--- Recorded data ---

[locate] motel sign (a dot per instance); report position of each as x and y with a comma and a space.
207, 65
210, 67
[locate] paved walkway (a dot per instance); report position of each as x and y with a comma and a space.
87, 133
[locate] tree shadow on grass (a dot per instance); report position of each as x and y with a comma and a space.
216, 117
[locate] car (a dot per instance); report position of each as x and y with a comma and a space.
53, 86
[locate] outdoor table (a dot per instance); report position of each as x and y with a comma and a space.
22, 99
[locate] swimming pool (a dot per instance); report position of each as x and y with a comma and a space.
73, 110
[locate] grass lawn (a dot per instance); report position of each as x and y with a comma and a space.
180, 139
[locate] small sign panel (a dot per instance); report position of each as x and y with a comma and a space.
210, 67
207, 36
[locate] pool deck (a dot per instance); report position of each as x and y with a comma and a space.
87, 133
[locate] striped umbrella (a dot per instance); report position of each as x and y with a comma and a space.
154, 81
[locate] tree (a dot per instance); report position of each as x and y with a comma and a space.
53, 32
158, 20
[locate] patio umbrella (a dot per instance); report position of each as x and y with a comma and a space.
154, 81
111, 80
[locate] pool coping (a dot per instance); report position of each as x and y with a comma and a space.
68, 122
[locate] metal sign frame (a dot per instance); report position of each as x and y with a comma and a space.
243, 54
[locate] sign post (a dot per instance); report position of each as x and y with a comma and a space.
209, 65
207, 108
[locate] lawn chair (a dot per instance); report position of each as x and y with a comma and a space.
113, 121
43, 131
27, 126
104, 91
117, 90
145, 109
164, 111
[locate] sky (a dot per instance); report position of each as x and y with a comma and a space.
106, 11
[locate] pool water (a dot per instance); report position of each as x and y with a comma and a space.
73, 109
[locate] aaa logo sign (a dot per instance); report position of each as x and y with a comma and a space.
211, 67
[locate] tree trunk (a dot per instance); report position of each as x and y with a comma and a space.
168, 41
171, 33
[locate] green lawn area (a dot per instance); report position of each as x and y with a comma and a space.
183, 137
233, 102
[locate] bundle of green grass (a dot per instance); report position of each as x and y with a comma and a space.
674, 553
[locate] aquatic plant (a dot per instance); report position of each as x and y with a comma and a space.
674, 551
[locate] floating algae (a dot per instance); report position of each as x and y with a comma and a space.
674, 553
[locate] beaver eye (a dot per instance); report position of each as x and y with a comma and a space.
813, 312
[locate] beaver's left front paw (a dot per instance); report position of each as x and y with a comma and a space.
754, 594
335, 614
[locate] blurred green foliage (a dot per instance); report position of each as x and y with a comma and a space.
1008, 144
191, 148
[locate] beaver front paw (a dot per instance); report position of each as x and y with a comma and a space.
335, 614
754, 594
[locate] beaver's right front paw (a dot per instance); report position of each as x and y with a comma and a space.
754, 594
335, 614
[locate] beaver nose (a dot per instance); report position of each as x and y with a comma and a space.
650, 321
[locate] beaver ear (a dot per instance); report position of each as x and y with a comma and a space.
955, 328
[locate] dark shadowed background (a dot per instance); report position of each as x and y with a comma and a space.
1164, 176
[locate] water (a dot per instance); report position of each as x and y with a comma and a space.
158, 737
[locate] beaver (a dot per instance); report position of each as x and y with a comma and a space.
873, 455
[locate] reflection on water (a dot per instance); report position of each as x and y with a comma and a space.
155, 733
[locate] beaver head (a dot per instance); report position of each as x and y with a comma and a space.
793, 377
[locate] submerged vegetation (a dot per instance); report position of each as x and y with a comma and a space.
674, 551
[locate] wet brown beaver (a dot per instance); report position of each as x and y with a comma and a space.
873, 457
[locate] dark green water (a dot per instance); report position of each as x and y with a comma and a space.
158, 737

---
--- Recorded data ---

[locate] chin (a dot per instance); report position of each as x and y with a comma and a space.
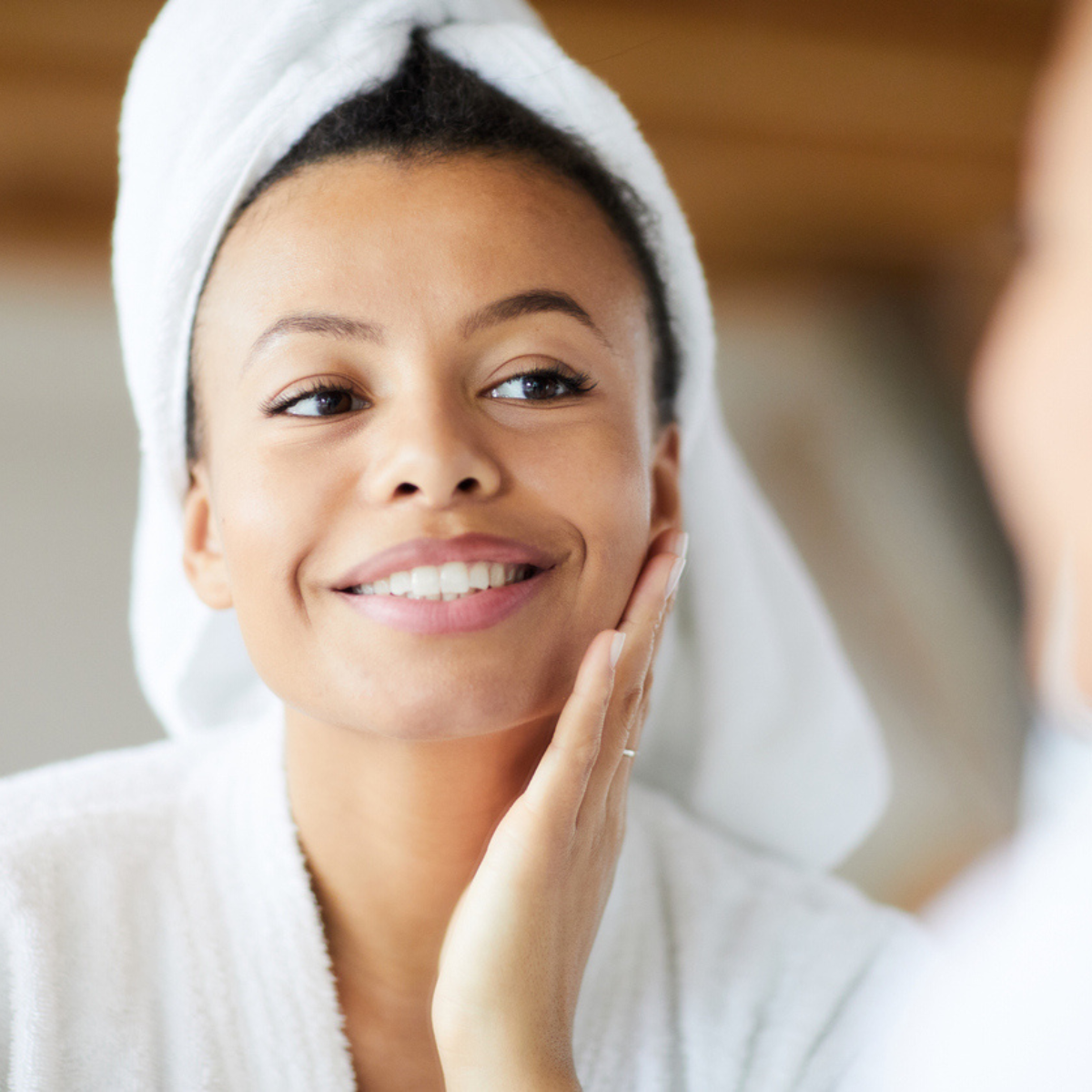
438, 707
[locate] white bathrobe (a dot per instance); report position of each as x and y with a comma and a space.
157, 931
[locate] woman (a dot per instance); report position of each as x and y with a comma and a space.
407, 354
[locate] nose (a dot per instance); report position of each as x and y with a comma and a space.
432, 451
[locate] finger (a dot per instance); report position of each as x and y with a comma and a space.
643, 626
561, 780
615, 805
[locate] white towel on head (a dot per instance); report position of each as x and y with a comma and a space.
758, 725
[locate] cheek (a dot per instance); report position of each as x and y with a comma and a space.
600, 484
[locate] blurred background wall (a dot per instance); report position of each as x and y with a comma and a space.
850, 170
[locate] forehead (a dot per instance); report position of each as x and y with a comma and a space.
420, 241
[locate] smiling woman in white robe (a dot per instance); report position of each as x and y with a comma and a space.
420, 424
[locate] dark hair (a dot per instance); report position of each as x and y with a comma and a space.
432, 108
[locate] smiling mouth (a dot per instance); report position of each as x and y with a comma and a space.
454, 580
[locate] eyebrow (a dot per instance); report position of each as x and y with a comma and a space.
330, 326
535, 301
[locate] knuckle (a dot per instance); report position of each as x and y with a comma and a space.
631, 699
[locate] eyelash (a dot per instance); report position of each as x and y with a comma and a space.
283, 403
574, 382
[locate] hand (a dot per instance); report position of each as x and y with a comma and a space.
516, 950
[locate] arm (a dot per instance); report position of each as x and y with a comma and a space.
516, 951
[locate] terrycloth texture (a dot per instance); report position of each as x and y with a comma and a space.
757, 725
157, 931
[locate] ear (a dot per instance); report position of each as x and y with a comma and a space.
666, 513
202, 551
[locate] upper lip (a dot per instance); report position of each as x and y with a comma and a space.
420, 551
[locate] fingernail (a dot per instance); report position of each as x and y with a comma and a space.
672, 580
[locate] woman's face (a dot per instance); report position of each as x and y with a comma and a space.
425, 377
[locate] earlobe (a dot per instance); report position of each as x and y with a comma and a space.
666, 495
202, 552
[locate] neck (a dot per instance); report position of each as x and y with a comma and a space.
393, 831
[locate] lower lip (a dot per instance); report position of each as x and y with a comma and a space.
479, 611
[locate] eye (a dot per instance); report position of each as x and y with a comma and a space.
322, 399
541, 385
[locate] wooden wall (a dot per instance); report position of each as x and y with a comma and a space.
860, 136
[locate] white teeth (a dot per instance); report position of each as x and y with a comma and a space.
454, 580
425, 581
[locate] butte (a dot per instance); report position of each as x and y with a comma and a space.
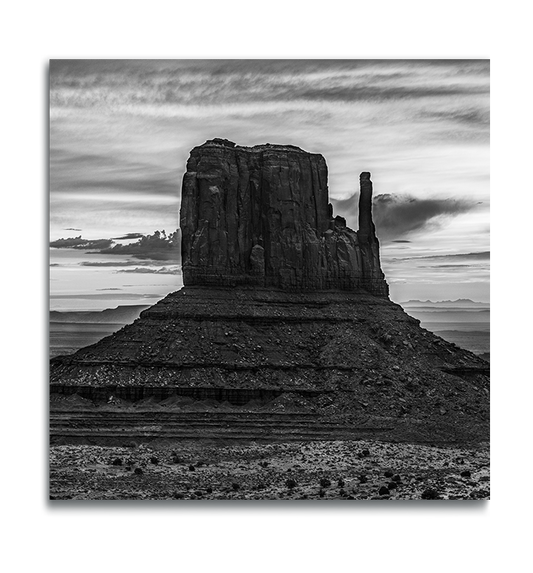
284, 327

---

— Aim —
Pick out and copy each line of the entries above that contains the string "sign". Case counts.

— Solution to the problem —
[locate] motel sign (a dot per instance); report position of each as x and y with a comma and a space.
[locate] small sign panel (a dot per instance); report position of each as x and y with a comma and a space.
[locate] metal sign frame (a dot per instance); report position of each as x and y with a comma and a space.
[locate] sign post (a dot per instance); report position of each as x and y with a comma and a space.
[locate] aaa logo sign (a dot per instance); report position of each as x and y with a comma and a space.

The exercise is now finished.